--- START ---

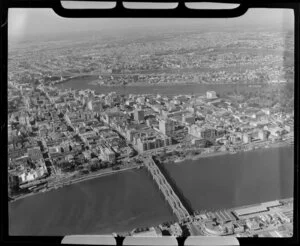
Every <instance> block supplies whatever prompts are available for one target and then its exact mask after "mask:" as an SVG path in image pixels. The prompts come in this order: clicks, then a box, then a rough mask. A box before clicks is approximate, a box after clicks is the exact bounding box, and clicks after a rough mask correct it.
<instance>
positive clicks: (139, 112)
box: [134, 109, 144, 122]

--- END ---
--- START ---

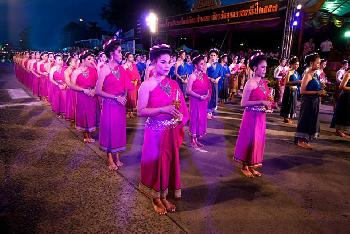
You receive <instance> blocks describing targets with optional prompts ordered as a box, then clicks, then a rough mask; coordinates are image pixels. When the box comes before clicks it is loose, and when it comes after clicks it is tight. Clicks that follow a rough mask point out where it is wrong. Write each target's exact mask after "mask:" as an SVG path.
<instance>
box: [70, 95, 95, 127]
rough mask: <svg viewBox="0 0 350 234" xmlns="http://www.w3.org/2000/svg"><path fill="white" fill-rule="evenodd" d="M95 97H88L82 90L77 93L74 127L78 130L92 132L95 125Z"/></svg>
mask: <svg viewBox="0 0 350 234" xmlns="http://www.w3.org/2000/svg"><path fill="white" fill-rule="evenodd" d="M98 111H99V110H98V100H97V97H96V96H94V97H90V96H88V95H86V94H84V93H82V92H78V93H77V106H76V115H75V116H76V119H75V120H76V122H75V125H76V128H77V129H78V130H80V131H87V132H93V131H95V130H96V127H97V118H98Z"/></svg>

--- END ---

ACTION ITEM »
Repeat the material above word for word, starting with the line that contains "Every <instance> block" and going on through the line that contains "box: [134, 109, 144, 122]".

TASK ANSWER »
Every <instance> block supplies whatever prompts are available for one target and then its exact mask after "mask:" as an SVG path in image pixels. The prompts come in this order: clicks, then a box, then a rough mask. A box before clicks is approximate, a box after clicks is the exact bounding box, and clicks after a rough mask correct it.
<instance>
positive clicks: (139, 112)
box: [134, 109, 144, 122]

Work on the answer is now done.